***** Given information

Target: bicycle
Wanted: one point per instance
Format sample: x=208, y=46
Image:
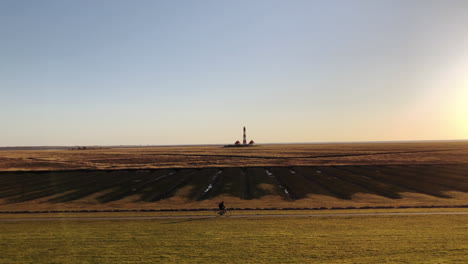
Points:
x=224, y=212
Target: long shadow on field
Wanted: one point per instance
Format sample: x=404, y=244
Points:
x=290, y=183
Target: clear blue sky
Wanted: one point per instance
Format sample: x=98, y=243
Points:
x=194, y=72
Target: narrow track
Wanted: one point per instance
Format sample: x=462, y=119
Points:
x=233, y=216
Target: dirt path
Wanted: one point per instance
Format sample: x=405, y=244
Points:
x=232, y=216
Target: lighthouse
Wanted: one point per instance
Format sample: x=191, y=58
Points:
x=244, y=142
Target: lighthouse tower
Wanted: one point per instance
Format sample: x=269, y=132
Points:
x=244, y=142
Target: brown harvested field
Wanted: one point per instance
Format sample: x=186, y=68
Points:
x=217, y=156
x=271, y=176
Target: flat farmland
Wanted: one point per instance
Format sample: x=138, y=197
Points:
x=240, y=187
x=217, y=156
x=330, y=239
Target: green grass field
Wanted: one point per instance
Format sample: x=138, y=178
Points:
x=376, y=239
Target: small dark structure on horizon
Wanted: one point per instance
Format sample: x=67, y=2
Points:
x=244, y=142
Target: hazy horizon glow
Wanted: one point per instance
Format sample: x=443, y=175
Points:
x=195, y=72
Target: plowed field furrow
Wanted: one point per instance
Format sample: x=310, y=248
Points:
x=262, y=184
x=331, y=184
x=106, y=182
x=449, y=173
x=366, y=183
x=160, y=184
x=231, y=182
x=398, y=178
x=199, y=182
x=298, y=183
x=282, y=185
x=52, y=187
x=136, y=186
x=213, y=185
x=427, y=179
x=244, y=185
x=437, y=177
x=183, y=180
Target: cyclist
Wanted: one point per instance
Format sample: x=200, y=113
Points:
x=222, y=208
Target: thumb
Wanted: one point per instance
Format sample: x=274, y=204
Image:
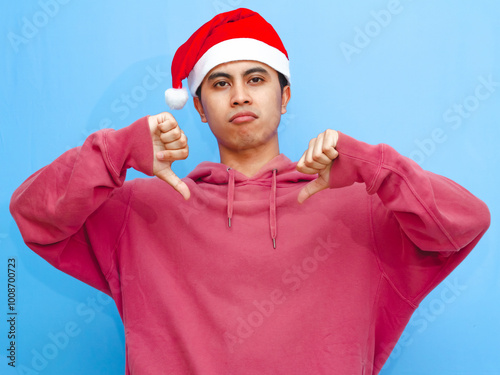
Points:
x=173, y=180
x=315, y=186
x=312, y=188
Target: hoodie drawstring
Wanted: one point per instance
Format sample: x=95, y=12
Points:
x=272, y=210
x=272, y=203
x=230, y=196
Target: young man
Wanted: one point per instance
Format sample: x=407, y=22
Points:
x=255, y=265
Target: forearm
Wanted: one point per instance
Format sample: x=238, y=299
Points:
x=55, y=202
x=433, y=211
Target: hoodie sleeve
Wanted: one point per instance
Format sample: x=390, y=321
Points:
x=52, y=206
x=423, y=224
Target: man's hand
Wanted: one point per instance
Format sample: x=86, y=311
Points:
x=169, y=145
x=318, y=158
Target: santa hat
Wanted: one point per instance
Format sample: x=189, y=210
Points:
x=232, y=36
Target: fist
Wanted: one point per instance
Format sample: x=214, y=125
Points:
x=318, y=158
x=169, y=145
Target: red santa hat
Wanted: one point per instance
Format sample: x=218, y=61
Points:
x=232, y=36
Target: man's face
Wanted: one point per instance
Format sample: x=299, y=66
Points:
x=242, y=102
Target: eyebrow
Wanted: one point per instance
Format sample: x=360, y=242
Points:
x=257, y=69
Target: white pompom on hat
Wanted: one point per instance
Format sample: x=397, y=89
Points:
x=232, y=36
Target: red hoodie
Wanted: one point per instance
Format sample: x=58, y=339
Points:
x=196, y=296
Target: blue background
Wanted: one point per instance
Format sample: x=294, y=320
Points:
x=422, y=76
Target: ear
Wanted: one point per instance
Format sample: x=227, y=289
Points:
x=285, y=98
x=199, y=108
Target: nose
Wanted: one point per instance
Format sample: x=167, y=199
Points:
x=240, y=94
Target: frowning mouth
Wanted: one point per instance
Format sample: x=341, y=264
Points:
x=242, y=117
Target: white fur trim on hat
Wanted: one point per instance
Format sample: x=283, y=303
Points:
x=236, y=50
x=176, y=98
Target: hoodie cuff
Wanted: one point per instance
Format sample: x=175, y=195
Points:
x=357, y=162
x=131, y=147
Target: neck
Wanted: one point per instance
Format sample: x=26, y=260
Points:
x=250, y=161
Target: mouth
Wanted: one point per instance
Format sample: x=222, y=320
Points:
x=242, y=117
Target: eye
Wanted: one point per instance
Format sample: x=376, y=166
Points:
x=221, y=84
x=256, y=79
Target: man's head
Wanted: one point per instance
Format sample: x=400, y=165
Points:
x=239, y=35
x=242, y=102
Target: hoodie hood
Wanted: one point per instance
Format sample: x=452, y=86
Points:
x=278, y=173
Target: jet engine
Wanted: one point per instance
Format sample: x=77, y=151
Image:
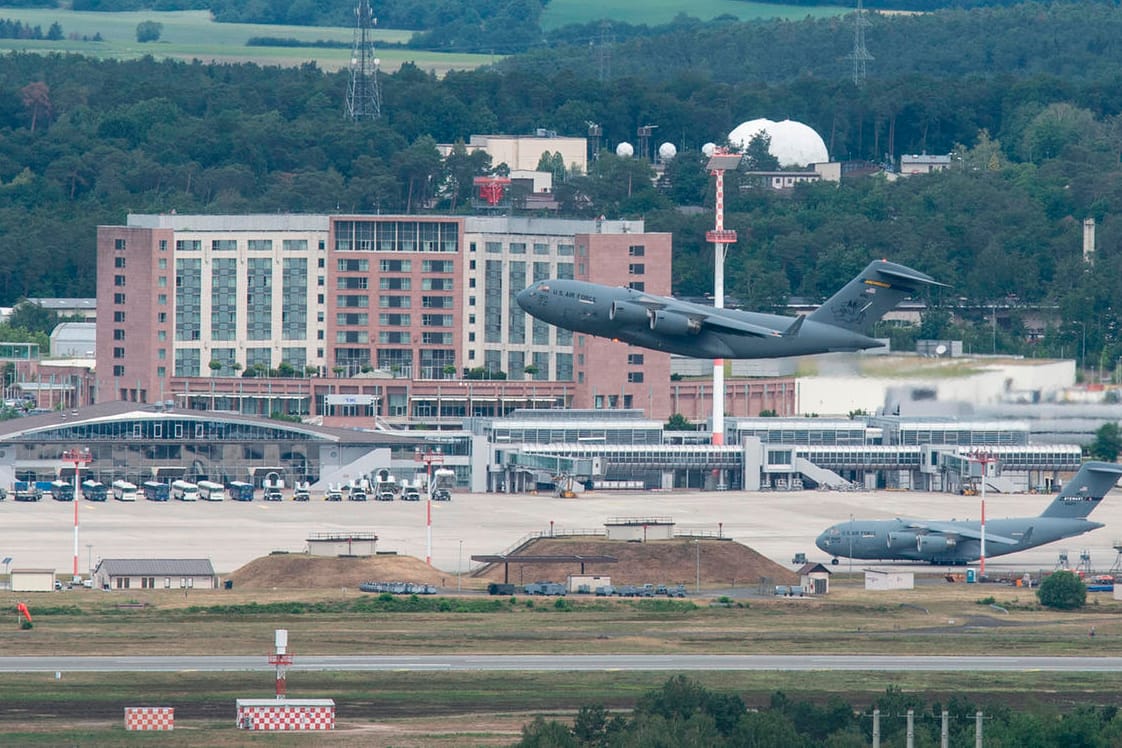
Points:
x=625, y=313
x=935, y=543
x=898, y=541
x=671, y=323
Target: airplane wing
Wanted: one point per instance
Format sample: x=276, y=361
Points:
x=715, y=320
x=960, y=531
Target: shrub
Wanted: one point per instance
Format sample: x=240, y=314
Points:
x=1063, y=591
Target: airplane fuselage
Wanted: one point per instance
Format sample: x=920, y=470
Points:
x=898, y=539
x=631, y=316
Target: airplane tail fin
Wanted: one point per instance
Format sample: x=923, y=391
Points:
x=1085, y=490
x=867, y=297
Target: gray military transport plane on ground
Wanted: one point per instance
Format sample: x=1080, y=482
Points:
x=843, y=323
x=952, y=542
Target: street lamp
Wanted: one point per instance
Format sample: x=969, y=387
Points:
x=697, y=544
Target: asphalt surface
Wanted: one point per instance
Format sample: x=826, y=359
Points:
x=231, y=533
x=570, y=663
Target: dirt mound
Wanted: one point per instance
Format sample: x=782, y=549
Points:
x=658, y=562
x=303, y=572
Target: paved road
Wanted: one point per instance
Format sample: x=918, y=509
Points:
x=571, y=663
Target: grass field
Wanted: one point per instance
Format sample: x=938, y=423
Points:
x=653, y=12
x=408, y=709
x=192, y=35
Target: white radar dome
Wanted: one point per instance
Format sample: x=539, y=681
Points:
x=793, y=144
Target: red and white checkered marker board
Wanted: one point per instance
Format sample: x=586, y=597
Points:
x=286, y=717
x=149, y=718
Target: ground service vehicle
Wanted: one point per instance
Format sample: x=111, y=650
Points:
x=240, y=490
x=94, y=490
x=211, y=491
x=125, y=491
x=62, y=491
x=156, y=491
x=184, y=490
x=27, y=491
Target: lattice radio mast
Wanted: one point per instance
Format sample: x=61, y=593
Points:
x=860, y=54
x=364, y=97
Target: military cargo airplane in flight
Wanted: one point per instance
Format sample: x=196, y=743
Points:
x=843, y=323
x=953, y=542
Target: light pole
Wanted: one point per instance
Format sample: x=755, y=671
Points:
x=697, y=545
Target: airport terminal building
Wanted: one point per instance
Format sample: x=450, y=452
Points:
x=536, y=450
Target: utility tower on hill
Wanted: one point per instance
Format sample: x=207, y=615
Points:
x=364, y=97
x=860, y=54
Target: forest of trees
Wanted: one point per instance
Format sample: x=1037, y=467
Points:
x=83, y=141
x=686, y=714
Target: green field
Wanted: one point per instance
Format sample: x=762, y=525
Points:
x=653, y=12
x=192, y=35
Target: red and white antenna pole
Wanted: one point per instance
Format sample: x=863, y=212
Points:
x=984, y=459
x=79, y=458
x=719, y=160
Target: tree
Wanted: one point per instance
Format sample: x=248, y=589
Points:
x=149, y=31
x=678, y=422
x=1063, y=591
x=1107, y=442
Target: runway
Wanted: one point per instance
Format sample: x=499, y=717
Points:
x=232, y=533
x=570, y=663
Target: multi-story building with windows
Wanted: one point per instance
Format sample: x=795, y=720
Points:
x=194, y=299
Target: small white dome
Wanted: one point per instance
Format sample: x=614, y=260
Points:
x=793, y=144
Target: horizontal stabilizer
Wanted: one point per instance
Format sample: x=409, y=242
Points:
x=1085, y=490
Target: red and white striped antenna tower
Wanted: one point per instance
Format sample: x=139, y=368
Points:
x=80, y=458
x=720, y=159
x=282, y=661
x=429, y=455
x=984, y=459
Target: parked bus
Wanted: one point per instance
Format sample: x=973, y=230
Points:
x=94, y=490
x=125, y=490
x=211, y=491
x=156, y=491
x=62, y=491
x=184, y=491
x=240, y=490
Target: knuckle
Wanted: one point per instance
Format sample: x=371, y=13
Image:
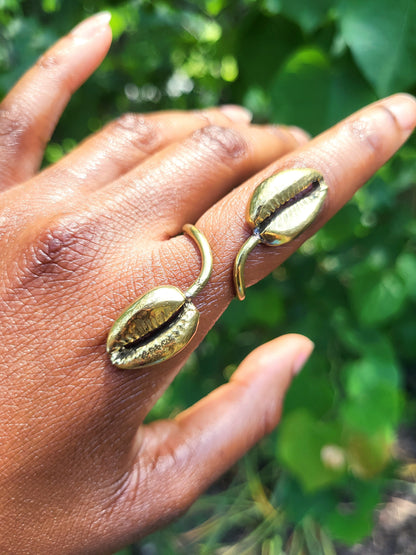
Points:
x=63, y=248
x=47, y=61
x=13, y=125
x=365, y=134
x=139, y=131
x=227, y=144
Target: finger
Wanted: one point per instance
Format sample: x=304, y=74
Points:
x=347, y=155
x=128, y=141
x=179, y=459
x=30, y=111
x=180, y=183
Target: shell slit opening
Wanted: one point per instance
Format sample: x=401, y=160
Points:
x=140, y=341
x=303, y=193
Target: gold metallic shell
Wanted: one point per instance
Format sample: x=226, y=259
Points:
x=281, y=208
x=160, y=323
x=154, y=328
x=286, y=204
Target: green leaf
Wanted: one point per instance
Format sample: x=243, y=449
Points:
x=312, y=93
x=301, y=442
x=406, y=268
x=352, y=521
x=308, y=15
x=377, y=296
x=382, y=37
x=363, y=375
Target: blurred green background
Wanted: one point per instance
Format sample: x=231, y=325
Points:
x=314, y=484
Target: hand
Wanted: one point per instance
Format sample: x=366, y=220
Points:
x=85, y=237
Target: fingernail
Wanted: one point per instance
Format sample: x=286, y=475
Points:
x=403, y=107
x=303, y=357
x=91, y=26
x=238, y=114
x=300, y=135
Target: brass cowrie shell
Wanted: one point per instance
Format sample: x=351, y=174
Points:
x=160, y=323
x=281, y=208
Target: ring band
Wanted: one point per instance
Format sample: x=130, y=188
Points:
x=280, y=208
x=160, y=323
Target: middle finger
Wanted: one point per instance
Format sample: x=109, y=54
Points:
x=178, y=184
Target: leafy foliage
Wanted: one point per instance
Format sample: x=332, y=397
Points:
x=352, y=287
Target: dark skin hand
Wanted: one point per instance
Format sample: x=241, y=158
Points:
x=79, y=473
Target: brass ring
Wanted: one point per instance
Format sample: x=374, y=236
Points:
x=160, y=323
x=280, y=208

**********

Problem description:
Retype the rows from the beginning through the line containing "x=376, y=239", including that line. Omit the picture from your copy.

Reply:
Target: bicycle
Wanted: one point per instance
Format sample: x=208, y=46
Image:
Points:
x=224, y=212
Target: long shadow on field
Wanted: one point per instance
Format sample: x=404, y=244
Points:
x=290, y=183
Target: clear blue sky
Wanted: one point per instance
Format sample: x=98, y=243
Points:
x=194, y=72
Target: narrow track
Wanted: one point per instance
Format sample: x=462, y=119
Points:
x=233, y=216
Target: dirt path
Wanted: one point per instance
Format sample: x=405, y=244
Points:
x=232, y=216
Target: lighthouse
Wanted: one point per instance
Format sample: x=191, y=58
Points:
x=244, y=142
Target: lighthouse tower
Wanted: one point per instance
Format sample: x=269, y=132
Points:
x=244, y=142
Target: brown harvested field
Wanted: one point per instance
Format sample: x=186, y=68
Points:
x=217, y=156
x=271, y=176
Target: flat farmland
Wanted: one point per instance
Format sample: x=138, y=197
Points:
x=240, y=187
x=217, y=156
x=330, y=239
Target: green grass field
Wanted: one point per instance
Format sample: x=138, y=178
Points:
x=376, y=239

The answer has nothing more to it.